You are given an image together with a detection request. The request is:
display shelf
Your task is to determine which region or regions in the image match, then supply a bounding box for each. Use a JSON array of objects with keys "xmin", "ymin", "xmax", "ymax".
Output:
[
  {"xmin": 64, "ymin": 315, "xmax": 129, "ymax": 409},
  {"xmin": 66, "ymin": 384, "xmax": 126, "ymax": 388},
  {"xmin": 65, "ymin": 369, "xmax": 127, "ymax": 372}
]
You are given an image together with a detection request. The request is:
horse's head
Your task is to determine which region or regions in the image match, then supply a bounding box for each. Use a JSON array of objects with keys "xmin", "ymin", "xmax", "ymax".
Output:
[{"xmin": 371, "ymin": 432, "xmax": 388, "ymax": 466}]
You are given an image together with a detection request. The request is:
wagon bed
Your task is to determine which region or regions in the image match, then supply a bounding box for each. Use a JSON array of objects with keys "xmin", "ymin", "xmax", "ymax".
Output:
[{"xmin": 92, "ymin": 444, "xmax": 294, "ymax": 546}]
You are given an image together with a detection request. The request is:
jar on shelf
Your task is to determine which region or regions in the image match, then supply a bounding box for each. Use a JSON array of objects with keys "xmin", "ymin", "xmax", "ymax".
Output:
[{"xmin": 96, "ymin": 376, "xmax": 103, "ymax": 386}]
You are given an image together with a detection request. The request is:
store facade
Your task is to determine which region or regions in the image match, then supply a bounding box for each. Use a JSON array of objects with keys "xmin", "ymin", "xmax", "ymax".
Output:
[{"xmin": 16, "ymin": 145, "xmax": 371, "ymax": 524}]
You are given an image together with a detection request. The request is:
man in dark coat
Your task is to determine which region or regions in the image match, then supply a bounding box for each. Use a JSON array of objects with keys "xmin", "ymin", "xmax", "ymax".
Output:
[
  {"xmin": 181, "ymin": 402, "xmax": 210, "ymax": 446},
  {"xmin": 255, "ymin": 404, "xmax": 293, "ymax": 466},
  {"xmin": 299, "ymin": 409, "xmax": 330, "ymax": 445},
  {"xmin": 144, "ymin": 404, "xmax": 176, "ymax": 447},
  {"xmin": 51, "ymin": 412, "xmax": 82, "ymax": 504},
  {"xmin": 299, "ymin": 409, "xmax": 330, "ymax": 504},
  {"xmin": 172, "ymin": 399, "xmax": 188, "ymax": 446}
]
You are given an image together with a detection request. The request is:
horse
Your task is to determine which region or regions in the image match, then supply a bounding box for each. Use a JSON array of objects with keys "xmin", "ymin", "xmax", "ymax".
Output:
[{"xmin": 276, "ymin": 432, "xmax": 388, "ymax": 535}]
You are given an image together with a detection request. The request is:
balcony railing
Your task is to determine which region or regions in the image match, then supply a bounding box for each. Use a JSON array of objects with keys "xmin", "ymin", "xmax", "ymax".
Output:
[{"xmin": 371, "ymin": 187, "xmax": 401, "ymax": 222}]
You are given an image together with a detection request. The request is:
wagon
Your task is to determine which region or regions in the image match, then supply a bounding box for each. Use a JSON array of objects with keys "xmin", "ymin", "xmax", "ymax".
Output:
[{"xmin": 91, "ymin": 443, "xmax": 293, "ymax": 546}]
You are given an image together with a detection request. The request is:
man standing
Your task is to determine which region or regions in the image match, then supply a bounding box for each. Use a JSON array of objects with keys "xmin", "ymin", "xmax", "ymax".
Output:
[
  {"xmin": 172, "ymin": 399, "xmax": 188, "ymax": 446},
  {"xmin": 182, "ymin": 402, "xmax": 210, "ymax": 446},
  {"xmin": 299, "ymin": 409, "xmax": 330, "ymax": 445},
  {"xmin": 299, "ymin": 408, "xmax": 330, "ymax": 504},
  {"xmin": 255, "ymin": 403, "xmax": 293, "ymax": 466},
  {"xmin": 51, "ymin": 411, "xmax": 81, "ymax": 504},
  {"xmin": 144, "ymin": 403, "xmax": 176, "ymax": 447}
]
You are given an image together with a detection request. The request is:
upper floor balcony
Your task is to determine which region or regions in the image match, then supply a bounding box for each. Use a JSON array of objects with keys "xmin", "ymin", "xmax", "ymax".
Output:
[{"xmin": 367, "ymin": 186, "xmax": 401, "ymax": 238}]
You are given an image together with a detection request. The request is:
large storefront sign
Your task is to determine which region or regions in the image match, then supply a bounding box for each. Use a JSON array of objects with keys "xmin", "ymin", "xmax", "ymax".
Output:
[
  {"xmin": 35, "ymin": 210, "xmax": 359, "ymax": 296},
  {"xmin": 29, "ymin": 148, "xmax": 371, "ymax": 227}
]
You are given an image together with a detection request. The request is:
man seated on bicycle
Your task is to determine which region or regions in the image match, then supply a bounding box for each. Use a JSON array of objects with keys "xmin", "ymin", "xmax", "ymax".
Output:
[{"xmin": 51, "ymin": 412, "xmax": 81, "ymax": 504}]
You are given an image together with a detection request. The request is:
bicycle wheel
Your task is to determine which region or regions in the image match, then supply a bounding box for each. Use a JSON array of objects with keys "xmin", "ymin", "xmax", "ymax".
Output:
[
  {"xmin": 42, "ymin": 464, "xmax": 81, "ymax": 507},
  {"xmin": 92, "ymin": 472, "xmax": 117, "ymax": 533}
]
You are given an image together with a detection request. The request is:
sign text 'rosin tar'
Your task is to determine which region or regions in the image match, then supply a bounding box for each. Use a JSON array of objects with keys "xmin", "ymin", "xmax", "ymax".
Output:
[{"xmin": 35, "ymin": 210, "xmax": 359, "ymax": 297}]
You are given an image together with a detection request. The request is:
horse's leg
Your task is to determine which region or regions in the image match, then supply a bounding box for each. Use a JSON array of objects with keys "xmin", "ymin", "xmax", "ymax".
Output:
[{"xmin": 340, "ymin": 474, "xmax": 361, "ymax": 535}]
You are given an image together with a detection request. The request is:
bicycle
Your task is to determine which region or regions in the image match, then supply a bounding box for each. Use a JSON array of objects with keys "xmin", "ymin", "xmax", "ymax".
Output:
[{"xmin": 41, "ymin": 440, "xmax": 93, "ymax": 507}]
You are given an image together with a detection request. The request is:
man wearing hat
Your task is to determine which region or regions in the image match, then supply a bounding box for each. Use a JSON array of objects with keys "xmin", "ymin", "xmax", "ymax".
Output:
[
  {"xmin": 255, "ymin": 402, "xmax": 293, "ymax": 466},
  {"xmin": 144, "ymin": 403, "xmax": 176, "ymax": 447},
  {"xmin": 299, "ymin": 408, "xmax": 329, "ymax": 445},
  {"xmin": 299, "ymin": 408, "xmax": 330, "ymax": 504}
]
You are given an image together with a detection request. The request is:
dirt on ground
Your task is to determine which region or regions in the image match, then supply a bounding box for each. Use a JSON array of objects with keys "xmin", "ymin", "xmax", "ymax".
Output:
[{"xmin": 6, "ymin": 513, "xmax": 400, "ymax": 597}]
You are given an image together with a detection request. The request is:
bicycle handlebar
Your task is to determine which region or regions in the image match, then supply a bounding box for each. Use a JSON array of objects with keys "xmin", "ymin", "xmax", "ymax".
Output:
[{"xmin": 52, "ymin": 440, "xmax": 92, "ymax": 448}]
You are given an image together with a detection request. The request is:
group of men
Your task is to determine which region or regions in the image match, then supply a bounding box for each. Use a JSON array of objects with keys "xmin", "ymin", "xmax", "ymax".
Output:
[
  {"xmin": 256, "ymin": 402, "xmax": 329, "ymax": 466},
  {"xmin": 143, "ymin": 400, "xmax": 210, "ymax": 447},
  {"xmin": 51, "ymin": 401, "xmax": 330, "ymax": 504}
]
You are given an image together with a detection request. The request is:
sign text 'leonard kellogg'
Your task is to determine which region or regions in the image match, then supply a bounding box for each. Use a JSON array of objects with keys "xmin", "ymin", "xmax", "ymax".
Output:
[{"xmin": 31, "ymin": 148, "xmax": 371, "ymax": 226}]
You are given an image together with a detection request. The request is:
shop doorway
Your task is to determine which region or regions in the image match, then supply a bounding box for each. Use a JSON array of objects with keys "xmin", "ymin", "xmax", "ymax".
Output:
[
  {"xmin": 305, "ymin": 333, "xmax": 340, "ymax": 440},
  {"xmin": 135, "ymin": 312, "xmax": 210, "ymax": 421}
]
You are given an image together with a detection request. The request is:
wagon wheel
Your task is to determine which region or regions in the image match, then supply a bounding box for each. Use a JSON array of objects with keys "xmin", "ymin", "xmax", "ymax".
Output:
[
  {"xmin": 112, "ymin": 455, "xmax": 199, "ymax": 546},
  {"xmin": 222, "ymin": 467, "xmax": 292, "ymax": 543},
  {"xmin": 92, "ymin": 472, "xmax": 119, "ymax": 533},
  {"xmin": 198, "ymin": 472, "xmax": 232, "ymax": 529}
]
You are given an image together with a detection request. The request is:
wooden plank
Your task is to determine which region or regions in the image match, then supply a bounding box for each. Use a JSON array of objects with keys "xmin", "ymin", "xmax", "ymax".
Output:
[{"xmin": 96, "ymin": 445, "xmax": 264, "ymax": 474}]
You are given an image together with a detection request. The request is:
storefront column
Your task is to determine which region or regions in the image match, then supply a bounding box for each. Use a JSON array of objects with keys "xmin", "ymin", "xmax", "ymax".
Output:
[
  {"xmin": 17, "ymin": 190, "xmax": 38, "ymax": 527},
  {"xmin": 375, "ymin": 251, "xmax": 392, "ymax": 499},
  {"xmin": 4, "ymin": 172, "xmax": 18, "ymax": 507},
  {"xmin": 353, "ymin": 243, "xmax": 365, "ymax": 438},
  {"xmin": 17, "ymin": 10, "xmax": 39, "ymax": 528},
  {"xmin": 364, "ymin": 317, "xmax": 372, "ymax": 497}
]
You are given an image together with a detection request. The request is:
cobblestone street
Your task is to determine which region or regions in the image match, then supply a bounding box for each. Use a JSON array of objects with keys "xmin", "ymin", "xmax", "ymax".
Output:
*-*-*
# [TASK DETAILS]
Scan the material above for the string "balcony" and report each line where you find it.

# [EXERCISE RESPONSE]
balcony railing
upper floor balcony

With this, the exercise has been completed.